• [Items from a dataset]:
== == ==

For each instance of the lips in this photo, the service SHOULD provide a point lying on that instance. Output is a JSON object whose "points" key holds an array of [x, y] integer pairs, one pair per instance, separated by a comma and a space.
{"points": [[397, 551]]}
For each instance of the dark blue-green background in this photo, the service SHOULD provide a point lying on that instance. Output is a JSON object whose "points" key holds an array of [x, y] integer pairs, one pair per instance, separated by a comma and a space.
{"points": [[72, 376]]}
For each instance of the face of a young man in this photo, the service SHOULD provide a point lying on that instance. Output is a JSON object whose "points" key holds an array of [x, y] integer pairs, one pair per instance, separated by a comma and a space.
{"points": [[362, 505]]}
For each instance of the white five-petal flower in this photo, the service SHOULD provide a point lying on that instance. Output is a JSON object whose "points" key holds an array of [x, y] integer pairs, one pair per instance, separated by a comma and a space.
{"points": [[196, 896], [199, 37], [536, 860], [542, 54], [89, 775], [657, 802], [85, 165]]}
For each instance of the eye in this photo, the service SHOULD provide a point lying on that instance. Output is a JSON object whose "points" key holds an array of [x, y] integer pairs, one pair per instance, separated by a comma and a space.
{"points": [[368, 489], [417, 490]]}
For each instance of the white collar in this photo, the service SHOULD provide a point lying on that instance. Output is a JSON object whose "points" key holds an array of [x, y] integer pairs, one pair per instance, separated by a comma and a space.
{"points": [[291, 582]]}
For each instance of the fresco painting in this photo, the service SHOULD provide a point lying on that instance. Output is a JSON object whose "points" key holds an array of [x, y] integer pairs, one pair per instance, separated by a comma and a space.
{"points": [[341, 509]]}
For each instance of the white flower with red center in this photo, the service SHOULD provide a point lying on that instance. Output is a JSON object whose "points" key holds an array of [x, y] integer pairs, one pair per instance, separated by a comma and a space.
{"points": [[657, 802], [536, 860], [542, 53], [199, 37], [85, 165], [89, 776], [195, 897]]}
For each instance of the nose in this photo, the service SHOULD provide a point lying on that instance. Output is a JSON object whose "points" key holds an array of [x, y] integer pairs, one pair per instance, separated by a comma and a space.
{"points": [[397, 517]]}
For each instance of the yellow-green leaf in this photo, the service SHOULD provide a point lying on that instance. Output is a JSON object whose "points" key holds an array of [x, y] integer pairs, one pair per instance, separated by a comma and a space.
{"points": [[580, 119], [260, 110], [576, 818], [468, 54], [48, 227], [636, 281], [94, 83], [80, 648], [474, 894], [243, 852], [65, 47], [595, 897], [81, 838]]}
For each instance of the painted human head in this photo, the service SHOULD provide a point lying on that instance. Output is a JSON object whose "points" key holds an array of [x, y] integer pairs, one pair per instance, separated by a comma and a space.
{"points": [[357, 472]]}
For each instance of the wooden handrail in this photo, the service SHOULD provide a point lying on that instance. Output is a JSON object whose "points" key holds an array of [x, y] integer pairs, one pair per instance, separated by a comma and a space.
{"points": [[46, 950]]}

== == ==

• [Goal]: Print from the line containing "For each instance of the painted" to the last line above, exactly as written.

• [Final result]:
For each instance of the painted human head in this photo, the service SHOULD provide a point lying on that instance. Output is a JSON object whose "points" key holds an array of [x, y] integer pairs, one pair per instance, separated by a comma and a space.
{"points": [[357, 472]]}
For each instance of the wooden handrail in this photo, the service SHOULD provide a point lying on that instance. Output is a JSON object whose "points" key holds an array of [x, y] integer pairs, one pair per instance, separated by a comma and a space.
{"points": [[46, 950]]}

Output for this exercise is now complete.